-- Start EXTRACT TO READ --
Lawyers say no to crime bill

On Jan. 27 a story ran in the Yukon News in which Justice Minister Mike Nixon stated that he did not think the omnibus crime bill will be a problem for the territory.

On Jan. 27 a story ran in the Yukon News in which Justice Minister Mike Nixon stated that he did not think the omnibus crime bill will be a problem for the territory.

With respect, the Canadian Bar Association and particularly, the criminal law section of the Yukon branch of the CBA, strongly disagrees and we are not in support of Bill C-10.

The bill is actually titled The Safe Streets and Communities Act, which is ironic considering the Yukon and Canada have some of the safest streets in the world and an overall declining crime rate. Many years of research have shown what actually reduces crime: a) addressing child poverty, b) providing services for people with mental illness or FASD, c) diverting young offenders from the adult justice system, d) rehabilitating prisoners and helping them reintegrate into society.
-- End EXTRACT TO READ --
CHALLENGES =
a) Reproduce the crime bill piece word for word, from "Lawyers say no" to "of Bill C-10.".
b) Answer these questions on the crime bill piece:
(i) Which newspaper ran the Jan. 27 story quoting the justice minister?
(ii) What is the actual title of the bill?
(iii) Which section of the Yukon branch of the Canadian Bar Association is named as strongly disagreeing?
The listing isn't needed here.
-- Start PROVIDED DATA --
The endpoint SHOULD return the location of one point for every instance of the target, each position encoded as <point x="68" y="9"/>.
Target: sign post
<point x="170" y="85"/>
-- End PROVIDED DATA --
ANSWERS FOR THE TASKS =
a)
Lawyers say no to crime bill

On Jan. 27 a story ran in the Yukon News in which Justice Minister Mike Nixon stated that he did not think the omnibus crime bill will be a problem for the territory.

On Jan. 27 a story ran in the Yukon News in which Justice Minister Mike Nixon stated that he did not think the omnibus crime bill will be a problem for the territory.

With respect, the Canadian Bar Association and particularly, the criminal law section of the Yukon branch of the CBA, strongly disagrees and we are not in support of Bill C-10.

b)
(i) The Yukon News
(ii) The Safe Streets and Communities Act
(iii) The criminal law section